**Short task:** Copy out verbatim everything from the line containing "Task: locate the white paper" down to the line containing "x=225 y=104", including both of those lines.

**Record set:**
◇ ◇ ◇ ◇ ◇ ◇ ◇
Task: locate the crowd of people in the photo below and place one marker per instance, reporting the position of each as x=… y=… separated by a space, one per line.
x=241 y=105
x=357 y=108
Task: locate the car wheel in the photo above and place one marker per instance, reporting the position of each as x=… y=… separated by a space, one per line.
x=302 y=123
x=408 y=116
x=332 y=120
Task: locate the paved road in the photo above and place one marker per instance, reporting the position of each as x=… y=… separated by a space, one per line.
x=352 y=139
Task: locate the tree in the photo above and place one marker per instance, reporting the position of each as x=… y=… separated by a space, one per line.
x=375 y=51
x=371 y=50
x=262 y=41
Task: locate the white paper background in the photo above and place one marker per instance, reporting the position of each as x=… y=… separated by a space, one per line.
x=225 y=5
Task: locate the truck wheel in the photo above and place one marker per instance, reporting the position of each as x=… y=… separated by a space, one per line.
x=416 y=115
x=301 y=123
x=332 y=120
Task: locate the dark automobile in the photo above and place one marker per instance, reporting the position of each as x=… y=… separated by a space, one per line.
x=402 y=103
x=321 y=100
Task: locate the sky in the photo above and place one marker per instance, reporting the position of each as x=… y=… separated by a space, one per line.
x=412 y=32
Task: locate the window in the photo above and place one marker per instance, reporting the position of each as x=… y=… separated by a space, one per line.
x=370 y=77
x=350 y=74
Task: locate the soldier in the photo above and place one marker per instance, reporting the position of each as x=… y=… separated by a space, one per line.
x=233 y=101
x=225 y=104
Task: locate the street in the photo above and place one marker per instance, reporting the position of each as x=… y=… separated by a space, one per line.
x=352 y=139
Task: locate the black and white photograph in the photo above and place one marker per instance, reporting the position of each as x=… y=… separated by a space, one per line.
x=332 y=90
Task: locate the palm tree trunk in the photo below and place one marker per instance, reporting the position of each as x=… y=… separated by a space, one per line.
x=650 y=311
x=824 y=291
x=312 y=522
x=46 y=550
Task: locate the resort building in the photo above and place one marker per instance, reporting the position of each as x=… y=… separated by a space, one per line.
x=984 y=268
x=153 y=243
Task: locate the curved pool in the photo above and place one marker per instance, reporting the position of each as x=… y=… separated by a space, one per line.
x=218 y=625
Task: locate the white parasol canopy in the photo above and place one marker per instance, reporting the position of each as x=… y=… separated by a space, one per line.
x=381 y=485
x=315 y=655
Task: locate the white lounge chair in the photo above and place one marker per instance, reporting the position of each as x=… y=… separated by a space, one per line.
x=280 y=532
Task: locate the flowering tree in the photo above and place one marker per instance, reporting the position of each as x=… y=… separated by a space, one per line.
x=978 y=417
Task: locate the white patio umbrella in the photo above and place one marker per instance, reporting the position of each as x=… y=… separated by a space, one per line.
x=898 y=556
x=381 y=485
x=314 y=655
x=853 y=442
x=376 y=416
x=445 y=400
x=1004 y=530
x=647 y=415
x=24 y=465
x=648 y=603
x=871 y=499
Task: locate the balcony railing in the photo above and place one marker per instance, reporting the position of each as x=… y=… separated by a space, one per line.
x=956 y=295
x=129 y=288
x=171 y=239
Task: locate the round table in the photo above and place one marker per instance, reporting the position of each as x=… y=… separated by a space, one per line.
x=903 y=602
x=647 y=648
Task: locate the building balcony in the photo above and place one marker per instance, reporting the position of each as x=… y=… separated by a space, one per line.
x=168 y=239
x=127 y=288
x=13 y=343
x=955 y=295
◇ ◇ ◇ ◇ ◇ ◇ ◇
**Worked answer:**
Task: locate the white paper background in the photo above and place one marker per instance, reporting the position of each as x=… y=… separated by a space, one per line.
x=225 y=5
Task: locate the truck wheel in the photo above and place one marker per instance, reporting the position of each as x=… y=… separated by a space, one per line.
x=416 y=115
x=301 y=123
x=332 y=120
Task: locate the dark automobile in the photo above and place one marker per instance, reporting the position of each as x=… y=… separated by a space, one per line.
x=402 y=103
x=321 y=100
Task: locate the sky in the photo above and place one marker per instance, reporting the position of each as x=… y=… separated by a space, one per line.
x=412 y=32
Task: locate the window in the photo above and place one marker per instance, reporting the position of each as x=… y=… separated by a space, one per line.
x=370 y=77
x=350 y=74
Task: locate the soldier in the photo above and place one marker per instance, reporting the position of each as x=… y=… separated by a space, one per line.
x=233 y=101
x=225 y=104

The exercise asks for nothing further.